While one complaint is about a reported bribe payment of Rs 15 lakh for a reasonably top post in the TN government, others lament about the demand of Rs 2 lakh for electricity connections and Rs 1 lakh for building plan approval. The latest complaint is about Rs 50,000 demanded by a section officer for moving files relating to promotion of doctors in government service. Most of the complaints provide detailed information like time of demand, the location, the name of the public servant and also the mode of bribe collection.
The website hasn’t been seen-zoned by bureaucrats, in fact the response has been quite the opposite. A few days ago, when a case of bribery of a police official was reported on the portal, a senior jurisdictional IPS officer stepped in, using the input to begin their own internal investigation.
“Such efforts should be encouraged as it helps the government tackle corruption more effectively,” a senior IAS officer told FPJ, while discussing Makkal Saatchi.
The complaints of bribery are not just from Chennai; only 72 of the 400 are from the capital. Residents in many districts have reported; in fact a bribe demand of Rs 15 lakh has been alleged against an MLA in Kallakurichi district. This is quite a feat for a portal which became popular organically through X.

SOURCE INFORMATION:
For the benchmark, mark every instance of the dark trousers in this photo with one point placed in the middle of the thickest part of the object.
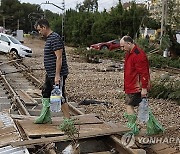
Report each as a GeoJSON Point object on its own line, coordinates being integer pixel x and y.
{"type": "Point", "coordinates": [48, 87]}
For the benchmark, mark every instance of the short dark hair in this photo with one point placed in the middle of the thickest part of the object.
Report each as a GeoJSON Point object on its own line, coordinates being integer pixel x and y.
{"type": "Point", "coordinates": [41, 23]}
{"type": "Point", "coordinates": [128, 39]}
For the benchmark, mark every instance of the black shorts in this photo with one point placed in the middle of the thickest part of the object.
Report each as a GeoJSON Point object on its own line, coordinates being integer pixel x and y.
{"type": "Point", "coordinates": [133, 99]}
{"type": "Point", "coordinates": [48, 87]}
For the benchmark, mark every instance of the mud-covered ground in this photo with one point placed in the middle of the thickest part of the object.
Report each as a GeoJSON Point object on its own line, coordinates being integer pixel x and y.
{"type": "Point", "coordinates": [91, 81]}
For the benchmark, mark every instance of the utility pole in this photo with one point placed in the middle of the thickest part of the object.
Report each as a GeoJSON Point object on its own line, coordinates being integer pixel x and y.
{"type": "Point", "coordinates": [63, 19]}
{"type": "Point", "coordinates": [4, 22]}
{"type": "Point", "coordinates": [164, 18]}
{"type": "Point", "coordinates": [18, 24]}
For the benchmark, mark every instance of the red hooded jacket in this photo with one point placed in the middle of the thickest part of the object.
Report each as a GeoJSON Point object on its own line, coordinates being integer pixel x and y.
{"type": "Point", "coordinates": [136, 71]}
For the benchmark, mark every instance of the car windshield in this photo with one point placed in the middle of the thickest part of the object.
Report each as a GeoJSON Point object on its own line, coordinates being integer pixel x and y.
{"type": "Point", "coordinates": [15, 41]}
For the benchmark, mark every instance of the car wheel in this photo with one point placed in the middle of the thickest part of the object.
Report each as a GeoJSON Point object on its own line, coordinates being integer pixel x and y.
{"type": "Point", "coordinates": [14, 54]}
{"type": "Point", "coordinates": [104, 47]}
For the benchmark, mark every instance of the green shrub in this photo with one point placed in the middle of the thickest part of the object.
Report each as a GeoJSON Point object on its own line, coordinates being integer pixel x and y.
{"type": "Point", "coordinates": [159, 61]}
{"type": "Point", "coordinates": [101, 54]}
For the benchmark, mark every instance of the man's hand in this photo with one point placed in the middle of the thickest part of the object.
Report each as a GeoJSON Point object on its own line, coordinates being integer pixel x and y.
{"type": "Point", "coordinates": [144, 92]}
{"type": "Point", "coordinates": [57, 80]}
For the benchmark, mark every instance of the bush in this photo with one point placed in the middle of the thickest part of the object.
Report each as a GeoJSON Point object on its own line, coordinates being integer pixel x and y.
{"type": "Point", "coordinates": [101, 54]}
{"type": "Point", "coordinates": [159, 61]}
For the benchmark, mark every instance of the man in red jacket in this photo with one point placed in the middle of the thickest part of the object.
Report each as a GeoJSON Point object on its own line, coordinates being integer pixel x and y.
{"type": "Point", "coordinates": [136, 78]}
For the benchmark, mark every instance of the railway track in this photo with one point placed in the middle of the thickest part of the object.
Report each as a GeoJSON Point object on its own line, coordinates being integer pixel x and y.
{"type": "Point", "coordinates": [20, 96]}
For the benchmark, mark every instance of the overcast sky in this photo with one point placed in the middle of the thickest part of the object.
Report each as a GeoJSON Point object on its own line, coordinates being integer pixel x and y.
{"type": "Point", "coordinates": [71, 4]}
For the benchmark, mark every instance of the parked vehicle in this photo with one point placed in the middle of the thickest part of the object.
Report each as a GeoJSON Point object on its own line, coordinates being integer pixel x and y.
{"type": "Point", "coordinates": [9, 44]}
{"type": "Point", "coordinates": [110, 45]}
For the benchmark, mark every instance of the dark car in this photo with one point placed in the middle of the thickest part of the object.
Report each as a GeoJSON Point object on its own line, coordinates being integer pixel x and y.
{"type": "Point", "coordinates": [110, 45]}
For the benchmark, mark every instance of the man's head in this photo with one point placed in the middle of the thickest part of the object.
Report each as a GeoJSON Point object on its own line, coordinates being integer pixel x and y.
{"type": "Point", "coordinates": [126, 43]}
{"type": "Point", "coordinates": [42, 26]}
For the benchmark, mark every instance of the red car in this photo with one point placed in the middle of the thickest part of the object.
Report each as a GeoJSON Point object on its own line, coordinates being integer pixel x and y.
{"type": "Point", "coordinates": [111, 45]}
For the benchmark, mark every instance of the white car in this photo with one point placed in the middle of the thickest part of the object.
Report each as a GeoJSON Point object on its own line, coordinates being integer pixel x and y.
{"type": "Point", "coordinates": [9, 44]}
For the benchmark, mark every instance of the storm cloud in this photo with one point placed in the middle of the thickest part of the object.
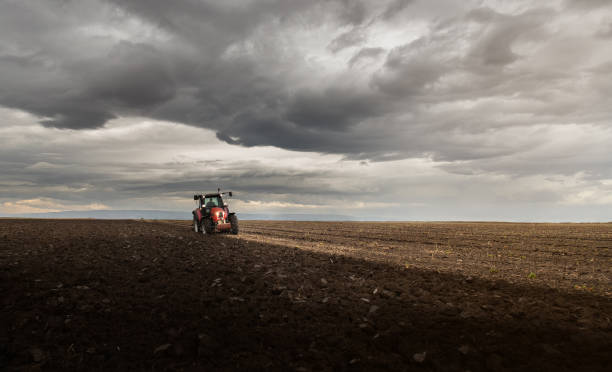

EXERCISE SET:
(a) Answer these from the passage on the Makkal Saatchi bribery complaints portal:
(i) How much did a section officer demand for moving files relating to the promotion of doctors in government service?
(ii) How many of the 400 complaints are from Chennai?
(iii) Who stepped in to begin an internal investigation after a police official's bribery was reported on the portal?
(b) Resume the passage on the Makkal Saatchi bribery complaints portal after its last sentence and continue it.
The entries have no connection to the passage on the Makkal Saatchi bribery complaints portal.

ANSWERS GIVEN:
(a)
(i) Rs 50,000
(ii) 72
(iii) A senior jurisdictional IPS officer

(b)
“I did not even market the website. It went viral purely through X. The response shows how much ordinary citizens are impacted by corruption in their daily lives. Many complaints provide detailed evidence, including time and location,” he said, adding that multiple other requests land up as private messages on his social media handles too. Some like-minded citizens from Andhra Pradesh and Kerala have requested him to help set up similar websites in their state as well.
Deepak is aware that the portal may become a tool to settle scores by spreading false information. He has begun work on building a trust engine which will verify complaints before it is posted on the website. Additionally, he has also planned to take it to the Tamil Nadu government as they would be better placed to handle these grievances.